Top 5 songs to make love to.
  1. Remix to ignition - R Kelly
  2. Remix to ignition - R Kelly
  3. Remix to ignition - R Kelly
  4. Remix to ignition - R Kelly
  5. Remix to ignition - R Kelly

My own personal top 5 musical moments of 2012.
I know this makes it 6 top 5s, but this last one's just for me. 

  1. Discovering Titus Andronicus.
    I wrote pretty extensively about why I fell in love with Titus Andronicus in October's post The Enemy Is Everywhere. The band's existentialist indie punk has soundtracked the year of my life in which I came to realise that we've only got one life, and that it's far too short to be spent doing something we don't love.

  2. My first encounter with vinyl.
    In an apartment just north of UT campus in Austin, Tx, the girl I had just begun dating (I was living in the States, it was "dating") introduced me to the ritual of dropping the needle and listening to music the way it was supposed to be enjoyed. 

    I couldn't have asked for a better Sunday morning.

  3. SXSW 2012
    Early in 2011 I had to chose which University I wanted to study abroad at for a year. I had no idea. The University of Texas at Austin stood out. I knew a lot of bands from the city. I'd heard that it played host to a variety of music festivals.

    Snobs will tell you that SXSW isn't what it used to be. That could be the case, but I struggle to care. Admittedly, I didn't have a badge so couldn't attend any of the badge-only events, the state of which I suspect is what bugs a lot of SXSW veterans.

    SXSW 2012 was one of the greatest weeks of my life, but it made me reflect a little unhappily on Scotland and it's drinking culture. At virtually every event I attended in the festival I was handed free drink, free food, and asked to enjoy good films or good music.

    When I returned to Scotland over the summer I began working at an outdoor bar in the Edinburgh festival. Drink promotions are outlawed in Scotland because of our chronic binge-drinking culture. While this hacks me off, I can understand the rule. Even without people consuming inane amounts of unreasonably cheap booze, as a barman I saw some pretty shameful stuff, received abuse, and witnessed plenty of fights. While I loved SXSW, the contrast made me sad to realise that Scots can't be trusted with a drink.

  4. Bonding.
    One of my favourite pastimes is spamming the Facebook walls of friends with links to bands that they might like. I enjoy getting spammed in return.

Data:
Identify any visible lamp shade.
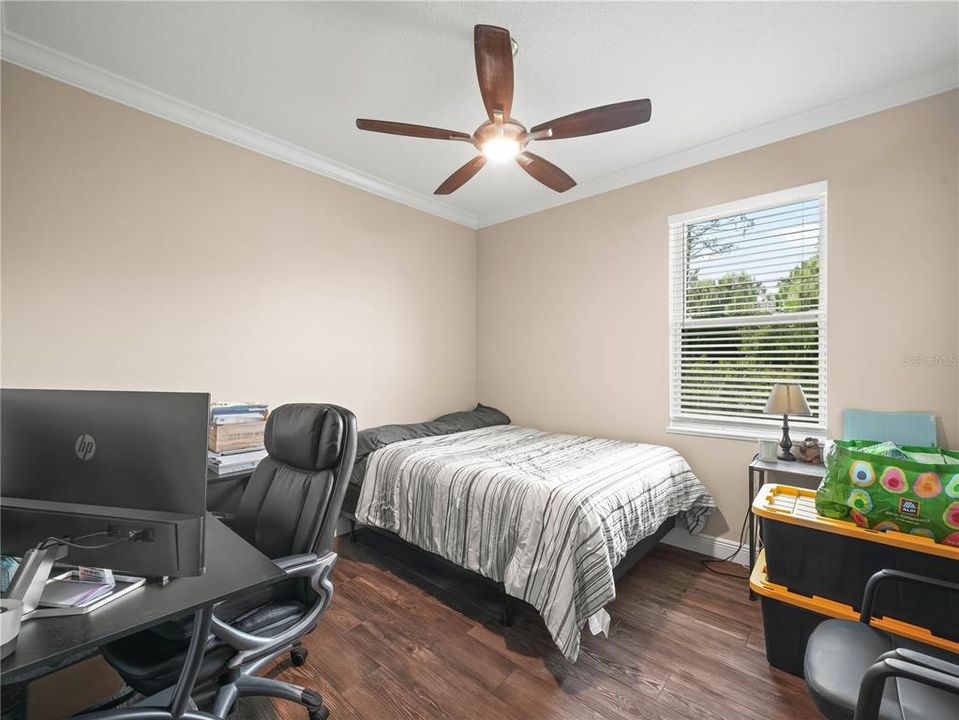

What is being asked: In the post on musical moments of 2012, translate this sentence into Spanish: "I couldn't have asked for a better Sunday morning."

Result of this task: No podría haber pedido una mejor mañana de domingo.